Data records
=== Begin Enclosure ===
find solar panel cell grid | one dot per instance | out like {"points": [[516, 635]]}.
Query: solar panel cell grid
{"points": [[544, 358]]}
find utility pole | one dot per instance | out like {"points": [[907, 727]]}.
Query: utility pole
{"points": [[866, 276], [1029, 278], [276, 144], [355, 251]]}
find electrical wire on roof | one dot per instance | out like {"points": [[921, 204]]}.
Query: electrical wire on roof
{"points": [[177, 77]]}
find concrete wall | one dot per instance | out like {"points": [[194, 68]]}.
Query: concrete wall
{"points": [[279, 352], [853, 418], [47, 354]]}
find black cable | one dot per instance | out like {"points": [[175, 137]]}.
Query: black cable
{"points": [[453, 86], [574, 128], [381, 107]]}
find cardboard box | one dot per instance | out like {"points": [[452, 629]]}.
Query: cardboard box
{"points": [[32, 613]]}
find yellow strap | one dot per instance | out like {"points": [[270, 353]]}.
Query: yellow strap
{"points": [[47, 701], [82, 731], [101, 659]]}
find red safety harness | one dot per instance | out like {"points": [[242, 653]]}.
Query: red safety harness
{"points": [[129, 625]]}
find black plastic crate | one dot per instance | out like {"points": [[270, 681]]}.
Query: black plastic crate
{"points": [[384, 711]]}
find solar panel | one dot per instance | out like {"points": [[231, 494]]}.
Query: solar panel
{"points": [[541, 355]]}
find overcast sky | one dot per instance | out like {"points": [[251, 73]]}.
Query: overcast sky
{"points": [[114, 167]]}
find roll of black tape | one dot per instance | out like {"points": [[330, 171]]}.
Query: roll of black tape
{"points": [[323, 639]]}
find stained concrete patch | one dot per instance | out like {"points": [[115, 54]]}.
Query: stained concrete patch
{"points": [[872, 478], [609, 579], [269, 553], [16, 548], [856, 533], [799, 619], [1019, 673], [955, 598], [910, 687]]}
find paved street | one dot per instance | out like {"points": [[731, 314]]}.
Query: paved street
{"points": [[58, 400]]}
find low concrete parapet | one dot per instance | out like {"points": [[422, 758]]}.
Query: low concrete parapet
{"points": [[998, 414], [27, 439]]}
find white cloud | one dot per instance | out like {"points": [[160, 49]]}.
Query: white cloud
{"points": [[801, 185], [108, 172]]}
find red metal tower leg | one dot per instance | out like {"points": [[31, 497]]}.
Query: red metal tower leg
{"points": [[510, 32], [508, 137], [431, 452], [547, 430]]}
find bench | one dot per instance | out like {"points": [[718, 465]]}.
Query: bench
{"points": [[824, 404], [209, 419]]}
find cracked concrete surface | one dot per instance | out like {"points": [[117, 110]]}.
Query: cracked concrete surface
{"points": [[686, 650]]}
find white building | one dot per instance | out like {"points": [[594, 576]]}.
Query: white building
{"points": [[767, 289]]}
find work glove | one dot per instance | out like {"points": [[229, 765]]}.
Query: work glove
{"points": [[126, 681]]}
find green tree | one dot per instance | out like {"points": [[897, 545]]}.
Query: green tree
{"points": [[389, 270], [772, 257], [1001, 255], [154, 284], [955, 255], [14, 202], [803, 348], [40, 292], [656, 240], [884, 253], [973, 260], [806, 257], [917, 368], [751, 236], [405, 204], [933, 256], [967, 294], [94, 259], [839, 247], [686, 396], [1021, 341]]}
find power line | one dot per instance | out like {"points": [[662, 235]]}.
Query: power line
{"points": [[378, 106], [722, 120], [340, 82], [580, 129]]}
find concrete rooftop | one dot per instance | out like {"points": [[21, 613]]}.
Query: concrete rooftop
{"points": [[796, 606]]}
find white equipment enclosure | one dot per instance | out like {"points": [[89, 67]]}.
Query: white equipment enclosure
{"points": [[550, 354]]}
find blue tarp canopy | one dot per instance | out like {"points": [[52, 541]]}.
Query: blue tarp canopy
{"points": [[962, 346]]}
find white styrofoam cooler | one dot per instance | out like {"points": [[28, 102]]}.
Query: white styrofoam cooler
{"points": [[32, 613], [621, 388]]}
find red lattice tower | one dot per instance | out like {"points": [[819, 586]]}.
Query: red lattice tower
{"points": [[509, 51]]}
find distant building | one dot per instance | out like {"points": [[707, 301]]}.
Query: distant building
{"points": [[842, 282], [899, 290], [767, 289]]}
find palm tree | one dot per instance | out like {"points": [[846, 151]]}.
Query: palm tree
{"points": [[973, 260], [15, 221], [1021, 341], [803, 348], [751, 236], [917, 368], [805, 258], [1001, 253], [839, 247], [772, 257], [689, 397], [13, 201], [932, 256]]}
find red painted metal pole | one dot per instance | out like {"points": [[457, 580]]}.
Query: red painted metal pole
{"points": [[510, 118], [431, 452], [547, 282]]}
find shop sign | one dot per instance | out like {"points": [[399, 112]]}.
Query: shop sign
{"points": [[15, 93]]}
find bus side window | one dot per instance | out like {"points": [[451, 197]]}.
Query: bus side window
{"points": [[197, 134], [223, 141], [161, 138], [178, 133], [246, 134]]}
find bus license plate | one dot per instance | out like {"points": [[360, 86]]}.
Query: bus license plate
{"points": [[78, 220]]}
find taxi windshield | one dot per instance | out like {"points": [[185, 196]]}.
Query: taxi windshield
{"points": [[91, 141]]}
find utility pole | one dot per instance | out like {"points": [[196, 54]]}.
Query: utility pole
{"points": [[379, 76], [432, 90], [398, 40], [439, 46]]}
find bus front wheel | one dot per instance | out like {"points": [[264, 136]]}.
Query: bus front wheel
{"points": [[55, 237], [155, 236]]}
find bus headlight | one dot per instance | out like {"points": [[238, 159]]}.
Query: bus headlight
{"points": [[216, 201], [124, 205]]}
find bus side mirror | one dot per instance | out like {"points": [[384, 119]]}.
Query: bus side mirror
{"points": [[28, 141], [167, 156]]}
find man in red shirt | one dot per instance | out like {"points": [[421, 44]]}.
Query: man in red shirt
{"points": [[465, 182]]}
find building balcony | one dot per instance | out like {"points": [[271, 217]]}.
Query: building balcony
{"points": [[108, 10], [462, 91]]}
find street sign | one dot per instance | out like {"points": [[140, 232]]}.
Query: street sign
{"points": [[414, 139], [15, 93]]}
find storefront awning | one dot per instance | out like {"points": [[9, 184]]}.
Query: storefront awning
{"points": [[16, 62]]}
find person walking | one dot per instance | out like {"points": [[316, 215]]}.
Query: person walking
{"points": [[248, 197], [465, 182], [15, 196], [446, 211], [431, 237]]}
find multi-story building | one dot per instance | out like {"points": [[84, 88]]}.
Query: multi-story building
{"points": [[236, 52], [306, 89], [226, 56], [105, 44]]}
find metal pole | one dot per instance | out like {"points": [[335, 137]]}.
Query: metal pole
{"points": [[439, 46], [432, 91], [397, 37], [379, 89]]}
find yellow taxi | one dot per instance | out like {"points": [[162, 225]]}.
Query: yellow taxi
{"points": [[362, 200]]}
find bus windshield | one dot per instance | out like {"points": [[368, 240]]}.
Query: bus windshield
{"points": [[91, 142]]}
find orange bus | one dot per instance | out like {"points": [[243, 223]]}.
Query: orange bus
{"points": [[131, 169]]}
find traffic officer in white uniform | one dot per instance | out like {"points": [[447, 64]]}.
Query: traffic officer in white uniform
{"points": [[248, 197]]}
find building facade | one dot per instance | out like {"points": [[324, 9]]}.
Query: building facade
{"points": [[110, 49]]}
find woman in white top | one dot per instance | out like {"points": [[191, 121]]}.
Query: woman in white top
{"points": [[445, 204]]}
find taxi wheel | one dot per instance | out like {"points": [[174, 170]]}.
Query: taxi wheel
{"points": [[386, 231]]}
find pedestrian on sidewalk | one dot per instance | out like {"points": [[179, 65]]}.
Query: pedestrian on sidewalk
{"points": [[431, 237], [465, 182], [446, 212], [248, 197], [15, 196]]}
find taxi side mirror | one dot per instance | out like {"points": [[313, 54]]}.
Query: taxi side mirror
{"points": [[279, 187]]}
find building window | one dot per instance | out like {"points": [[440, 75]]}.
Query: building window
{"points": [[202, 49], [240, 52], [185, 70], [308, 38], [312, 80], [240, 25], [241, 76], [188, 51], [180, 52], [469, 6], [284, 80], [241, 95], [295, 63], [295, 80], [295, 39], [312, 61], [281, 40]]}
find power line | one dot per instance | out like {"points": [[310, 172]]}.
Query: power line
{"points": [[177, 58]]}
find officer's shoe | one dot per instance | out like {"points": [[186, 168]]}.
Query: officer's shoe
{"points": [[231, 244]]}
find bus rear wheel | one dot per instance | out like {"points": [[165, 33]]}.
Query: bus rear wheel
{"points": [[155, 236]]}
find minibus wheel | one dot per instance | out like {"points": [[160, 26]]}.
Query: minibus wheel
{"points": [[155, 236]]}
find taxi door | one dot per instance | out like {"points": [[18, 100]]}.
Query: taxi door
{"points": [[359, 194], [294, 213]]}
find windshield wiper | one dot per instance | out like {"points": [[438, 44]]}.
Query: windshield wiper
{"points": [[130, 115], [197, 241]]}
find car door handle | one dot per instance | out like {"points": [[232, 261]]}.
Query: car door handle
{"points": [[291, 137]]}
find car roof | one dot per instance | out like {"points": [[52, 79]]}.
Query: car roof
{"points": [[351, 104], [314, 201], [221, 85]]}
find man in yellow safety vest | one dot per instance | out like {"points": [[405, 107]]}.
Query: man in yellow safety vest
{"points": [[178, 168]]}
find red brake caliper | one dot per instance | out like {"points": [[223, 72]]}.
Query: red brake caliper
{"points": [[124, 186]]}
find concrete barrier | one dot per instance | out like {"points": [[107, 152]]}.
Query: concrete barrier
=== End Enclosure ===
Using the data above, print exactly the lines from the line that contains "find officer's shoe" through the line that contains "find car roof", with both included.

find officer's shoe | one dot per instance | out like {"points": [[186, 168]]}.
Query: officer's shoe
{"points": [[231, 244]]}
find bus rear wheel | one dot per instance | out like {"points": [[165, 33]]}.
Query: bus rear wheel
{"points": [[155, 236]]}
find minibus wheel | one dot per instance | out like {"points": [[160, 26]]}.
Query: minibus wheel
{"points": [[155, 236]]}
find taxi door | one dot per instance | out like {"points": [[18, 100]]}.
Query: taxi door
{"points": [[359, 194], [294, 213]]}
find windshield wiper | one dot per instance | out like {"points": [[438, 44]]}.
Query: windshield wiper
{"points": [[130, 115], [197, 241]]}
find car door handle | one dot per instance | out like {"points": [[232, 261]]}.
Query: car door handle
{"points": [[291, 137]]}
find car roof | one dot per instance | out like {"points": [[52, 79]]}.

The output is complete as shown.